* WORK TO COMPLETE: Print every item below line for line, without changing a single character.

========================================

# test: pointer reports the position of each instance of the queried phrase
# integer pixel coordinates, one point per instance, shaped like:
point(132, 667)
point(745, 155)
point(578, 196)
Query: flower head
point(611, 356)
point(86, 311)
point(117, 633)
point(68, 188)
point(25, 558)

========================================

* THE RESPONSE:
# test: pointer reports the position of each instance of the queried phrase
# integer pixel coordinates, one point per instance, shaped like:
point(132, 667)
point(745, 155)
point(578, 196)
Query: flower head
point(611, 356)
point(86, 311)
point(117, 633)
point(68, 188)
point(25, 558)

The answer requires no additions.